▶ **Goal 1**
Rewrite the rows below from the line containing "Locate a point on each instance of the cma" through the last row, keeping the requests unchanged and multiplying every coordinate in the answers by 0.55, rounded to whole numbers with halves rounded up.

▶ **Document**

+ + + +

Table of Links
VI. Conclusions and References
V. RESULTS
We look at all the experiments done and describe the quantitative and qualitative detection results. The quantitative score compares the Average F1 score throughout the experiments. Thereafter, we look at the prediction result overlaid on the images for a visual analysis.
A. Quantitative Result
We show an aggregate plot in Fig. 10, with multiple axes for all the experiments run with their Average F1 score and HyperParameters for comparison. This also shows the progress we made as we continued to make changes to the Hyper-Parameters during optimization. The bars are the batch size and black dotted line is the learning rate variations during the experiments.
One observation in Avg F1 score evaluation (green for Test 1, red for Test 2) stood out is that, Resnet 101 [9] with high batch size does better on Test 1 evaluations but does not transfer to better results on Test 2 evaluation. Resnet 50 [9] with an order of magnitude lower batch size performs lower than the Test 1 evaluation of Resnet 101 but evaluates better than Resnet 101 on Test 2 F1 score. The depiction is for a generalized approach, but we have seen that we can always gain approximately 1.5% accuracy benefit by using a per country model approach.
B. Qualitative Results
We show the qualitative detection results visually overlaid on the provided Test images. We have used the models trained on (T+V) data composition for showcasing the results. Hence the images selected for this are from the 5% Test (T) data. The model itself is Faster R-CNN [4] with Resnet 50 [9] and FPN [5] backbone network. We will see few good and failed cases here
![Fig. 11. Successful results of detection on India_000052.jpg Test (T) data using Faster R-CNN [4] Resnet50+FPN [5] model. Trained on data from all countries. Multiple damage types like D20, D00 and D40 have been identified accurately. The model predicts small and medium bounding boxes with more than 70% classification accuracy. The lighting conditions are good and the textures in the captured image is clearly visible.](https://cdn.hackernoon.com/images/fWZa4tUiBGemnqQfBGgCPf9594N2-rw133bw.png)
We show a detection output in Fig. 11, representing the case where all damages have been classified and localized.
The sample in Fig. 12, where the road is in damaged condition. Even though the lighting is good in one of the images, and the network has learnt small or medium damages, this texture spreads through the entire width of the road and may be difficult to learn due to lack of such annotations.
v
Kind of failures: In the Fig. 12 & Fig. 13, we have seen images with failed detections. The primary issues in images are due to low light conditions, camera mount positions, artifacts or shadows around objects of interest and inability to geo-fence a spatial range for detections which should be the capture region of interest and avoid looking far down the road.

+ + + +

(Entries from a pointing dataset)
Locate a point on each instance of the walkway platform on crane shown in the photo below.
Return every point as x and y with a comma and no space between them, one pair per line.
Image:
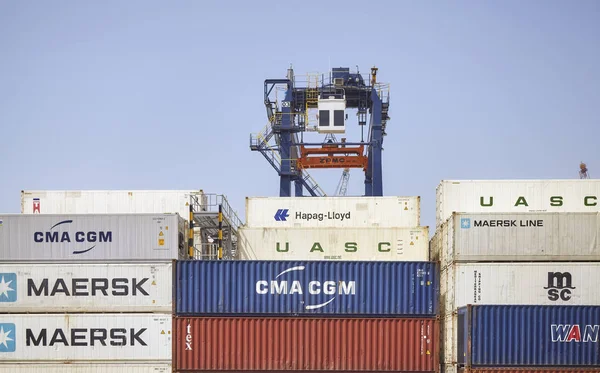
206,217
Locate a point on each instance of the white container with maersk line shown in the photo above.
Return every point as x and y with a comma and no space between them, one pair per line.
332,212
98,237
85,368
371,244
505,237
476,196
543,283
86,287
86,337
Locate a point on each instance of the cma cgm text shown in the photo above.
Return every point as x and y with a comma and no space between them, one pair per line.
314,287
92,236
332,215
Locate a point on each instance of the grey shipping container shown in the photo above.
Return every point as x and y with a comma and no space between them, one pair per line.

+ + + +

▶ **Goal 2**
According to the road damage detection results, roughly how much accuracy can be gained by using a per-country model approach?

▶ **Exercise result 1**
Locate a point on each instance of the cma cgm text shown in the photo above.
Return every point as x and y with a comma and no space between them, one pair per line.
173,158
51,130
183,118
Locate a point on each instance of the grey shipping container shown in the photo above.
Return every point as x and y with a comma and no space between them, one pair per line.

▶ **Exercise result 2**
Approximately 1.5%.